-------- EXTRACT
Clash over cash: Cash-less tendencies resonate well with affluence

| Updated: October 22, 2017 14:39:35


Clash over cash: Cash-less tendencies resonate well with affluence

Kenneth S. Rogoff's eloquent defence of downsizing the role of transactional cash (that is, paper currency), albeit implicitly for developed countries (Wall Street Journal, August 28, 2016), confronts the growing call for "nothing but cash" in the 21st Century global political economy, particularly in certain types of exchanges and widely across less developed countries. 
To be sure, cash-less tendencies have resonated well with affluence: wealthy individuals and countries use such alternatives as credit/debit cards, cheques, electronic transfers, and bullion more than those lower down the income hierarchy; and, indeed, the absence of wealth propels individuals to hoard, feel, see, and touch cash more frequently than plastic cards or some other paper instrument. Yet, the affinity with cash may have less to do with poverty and low-income increasingly: since it is the medium smugglers and traffickers use and understand the most, somehow it also complicates crime-control. Any clash over its continuation or elimination must first draw a security line and confront a confidence crisis among citizens, before enhancing technological innovations that do our transactions for us.
That has proved difficult in the 21st Century, in spite of so many advances. Among the global-level cross-currents have been the Great Recession (2008-10), exposing why neither buyers nor sellers portray transactional confidence without cash in their hands. The explosion of illegitimate economies, smugglers, and traffickers also reduce the resort to any medium but cash: imagine a cocaine peddler transacting with credit card processing paraphernalia. Why he does not utilise one exposes the tip of yet another offsetting practice: tax-evasion. Non-cash media carry too much personal information for any citizen to bring comfort, while simultaneously permanently registering one's transaction information in a public media that tax-collectors can easily check should they wish to. At stake is the confidence level; and as one might imagine, confidence grows from history being conducive. As the September 13, 2016 Wall Street Journal elaborated, "the more cash people have, the happier they are," for multiple good reasons too.
With bankruptcies, mergers, failures, and off-shore production/corporate migration accompanying the Great Recession, the typical citizen is often wary of the very financial institutions s/he deposits her/his resources in, or accesses that institution through increasingly unknown and often unintelligible global call-centre operators. If institutional association breeds confidence, that is, credibility increases the longer the account is held, then distance has the exact opposite effect: as local banks merge with more global banks, the neighbourhood teller gets replaced by a completely unknown telephone counterpart, often a foreigner, and rarely the same one twice over. Standardisation of this sort at the global level may be a fact of life in today's political economy, but it is at an unfamiliar level to grassroots clients, which they will be reluctant to embrace for obvious reasons.
----------------
-------- GIVEN ENTRIES
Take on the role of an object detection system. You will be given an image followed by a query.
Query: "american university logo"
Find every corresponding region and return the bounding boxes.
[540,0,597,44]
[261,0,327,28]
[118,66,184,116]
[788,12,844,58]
----------------
-------- GIVEN ENTRIES
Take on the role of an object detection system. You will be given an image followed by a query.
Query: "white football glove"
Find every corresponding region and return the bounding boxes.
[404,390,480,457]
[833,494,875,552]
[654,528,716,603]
----------------
| JOBS |
A. Take the stretch of the article on cash from "To be sure, cash-less" through "transactions for us." and write it out again, swapping "affluence" for "prosperity".
B. Please list the alternatives to cash that the article on cash says wealthy individuals and countries use.
C. Extend the article on cash by writing the next paragraph after its final sentence.

| ANSWER LIST |
A.
To be sure, cash-less tendencies have resonated well with prosperity: wealthy individuals and countries use such alternatives as credit/debit cards, cheques, electronic transfers, and bullion more than those lower down the income hierarchy; and, indeed, the absence of wealth propels individuals to hoard, feel, see, and touch cash more frequently than plastic cards or some other paper instrument. Yet, the affinity with cash may have less to do with poverty and low-income increasingly: since it is the medium smugglers and traffickers use and understand the most, somehow it also complicates crime-control. Any clash over its continuation or elimination must first draw a security line and confront a confidence crisis among citizens, before enhancing technological innovations that do our transactions for us.

B.
credit/debit cards
cheques
electronic transfers
bullion

C.
Even more crippling to "life beyond cash" is the level of poverty at stake. Credit/Debit cards have not been commonly used instruments at the economic margin, certainly not compared to the middle-income or wealthy echelons; but they completely disappear below the poverty line, where, in fact, possessing hard cash is seen as substantively and symbolically eliminating poverty. Across more than half the world, people either cannot sign or cannot reproduce the original one to begin the journey of a cash-less society. Finger-prints and eye-scans have not yet fully entered their domain, indicating not only the wide income-bred gulf in the early 21st Century, but also how with the rapid shifts into emergent contraptions of artificial intelligence (AI), this gap is only likely to widen before any streamlining results.
That is not good news for building confidence, let alone ridding society of cash, and thereby lessening crime and guaranteeing a fairer tax collection. They also strengthen the old order through development efforts when development is all about taking us to higher thresholds. For example, Bangladesh's shift to a pay-as-you-go irrigation system uses a metre to measure how much water is pumped out of the ground in the dry-season under the Irrigation Management Improvement Project, first adopted in 2015. A credit/debit card payment procedure was only a logical resort to make the system functional and accountable, but even in the big cities, enterprises by and large refuse to use non-cash media, even a personal cheque. Therefore, the cash medium not only becomes a necessity, as in all previous centuries, but at the same time when other developed countries explore new frontiers at every crossroad, we remain stuck with the old model because it carries more trust over something more precious than any other resource or through any other yardstick. In the process, the novelty of a metre system to compensate for dry-season water paucity barely gets as much mileage and credit as is its due.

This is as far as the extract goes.